### The task
Extract every line of the records below and reproduce each one character for character. Leave out the picture line.

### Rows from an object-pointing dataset
--------------------------------------------------
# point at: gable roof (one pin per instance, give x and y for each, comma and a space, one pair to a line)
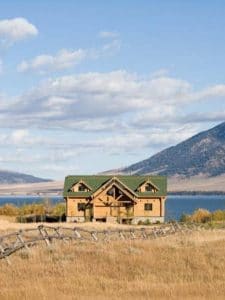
148, 182
130, 181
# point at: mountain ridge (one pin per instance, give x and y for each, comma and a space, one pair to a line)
11, 177
200, 155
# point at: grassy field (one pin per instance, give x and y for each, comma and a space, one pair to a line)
175, 267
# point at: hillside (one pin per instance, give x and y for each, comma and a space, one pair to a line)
8, 177
201, 155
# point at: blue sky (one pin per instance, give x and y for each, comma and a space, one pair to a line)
87, 86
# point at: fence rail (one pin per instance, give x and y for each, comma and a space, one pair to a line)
25, 238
--------------------------------------------------
### Full answer
# point at: gable roof (one pin per instance, give x and y for each, comma and a space, one pair to a line)
148, 182
130, 181
# point at: mountain ridge (one pin per instance, give x and y for each, comma and a space, one pair to a line)
11, 177
200, 155
# point at: grassy field (one pin per instance, give x and y for each, comma and a space, one pair to a line)
175, 267
# point at: hillside (one pin per instance, give x and y for each, comma and a space, one pair to a line)
8, 177
201, 155
# point at: blue sky (one pin per instance, give x and y for each, comma and a space, one pair to a line)
87, 86
# point at: fence rail (one pin per instance, give x and y for each, comma and a space, one pair to a line)
25, 238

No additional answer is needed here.